++++ TEXT EXCERPT

The diesel engine is like a religion in Europe. It was first promoted by governments as a way to fight back against the OPEC oil embargoes of the 1970s. Since then, taxes on diesel fuel have been lower than those on gasoline. Coupled with other economic incentives, the lower cost of driving means that 70% of all diesel-powered cars manufactured each year are sold in Europe.
The great Volkswagen cheating scandal of 2015 put a huge dent in diesel’s reputation. Volkswagen got caught, but it soon came out that virtually all the other companies who sell cars in Europe were doing much the same thing. Diesel sales have plunged and regulators now want to toughen emissions rules for diesel engine emissions.
Yet taxes on diesel fuel are still lower than for gasoline. The European Federation for Transport and Environment (T&E) claims European governments lost more than $30 billion last year as a result of those lower taxes. But diesel cars have made a lot of money for the manufacturers over the years. Faced with the rapidly approaching age of electric cars, they would love to keep the diesel gravy train going just a little while longer. That desire has resulted in a concerted campaign of diesel greenwashing by the manufacturers and their principal suppliers.
Last week, the European Car Manufacturers Association (ACEA) weighed in on how it thinks diesel emissions should be regulated in the future. The head of the organization said diesels release 15–20% less carbon dioxide than their gasoline-powered counterparts. And who is the head of ACEA? Why, it is no less a personage than Dieter Zetsche, CEO of Daimler, the parent company of Mercedes-Benz.

++++++++

_WRITTEN TASKS_.
- A) Update the article on European diesel cars, starting with "Yet taxes on" and going on through "their principal suppliers.", replacing "gravy train" with "money machine".
- B) Answer these questions from the article on European diesel cars:
(i) What share of all diesel-powered cars manufactured each year is sold in Europe?
(ii) In what year did the Volkswagen cheating scandal take place?
(iii) According to the head of ACEA, how much less carbon dioxide do diesels release than their gasoline-powered counterparts?
- C) Resume the article on European diesel cars after its final sentence.

++++ EXCERPTED DATA

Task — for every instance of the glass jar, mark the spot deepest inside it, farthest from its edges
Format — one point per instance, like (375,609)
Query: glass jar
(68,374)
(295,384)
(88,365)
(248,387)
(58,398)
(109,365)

++++++++

_RESULTS IN ORDER_.
- A)
Yet taxes on diesel fuel are still lower than for gasoline. The European Federation for Transport and Environment (T&E) claims European governments lost more than $30 billion last year as a result of those lower taxes. But diesel cars have made a lot of money for the manufacturers over the years. Faced with the rapidly approaching age of electric cars, they would love to keep the diesel money machine going just a little while longer. That desire has resulted in a concerted campaign of diesel greenwashing by the manufacturers and their principal suppliers.

- B)
(i) 70%
(ii) 2015
(iii) 15–20% less

- C)
ACEA’s pitch to regulators is the same as what is often heard on the other side of the pond from US automakers: Nobody wants to buy electric cars! And besides, there is no adequate charging infrastructure in place for them. Let us continue selling our diesel cars and we will meet your proposed goal of reducing emissions by another 20%.
Not so fast, says T&E. By their calculations, diesel cars actually emit 9.3% more CO2 than gasoline cars in real-world driving. And besides, what about the nitrous oxide emissions that diesels spew out of their tailpipes? The Allgemeiner Deutscher Automobil-Club known as the ADAC (think AAA for the autobahn) has tested 188 diesel cars recently. It’s findings are little comfort to the industry and are reflected in the chart below. All cars tested are supposed to meet the Euro 6 emissions standard in place since 2013.
BMW came out on top, with Renault in last place, but don’t start cheering yet. The BMW score was 0.141 grams of nitrous oxides per kilometer. The Euro 6 standard calls for no more than 0.080 grams per kilometer. In other words, none of the 188 cars tested were in compliance with the current rules. “A Renault Grand Scenic 160 dCi releases as much nitrogen oxides as about 240 BMW 520d cars,” claims the ADAC report. In testing, that particular model emitted 1,674 milligrams per kilometer.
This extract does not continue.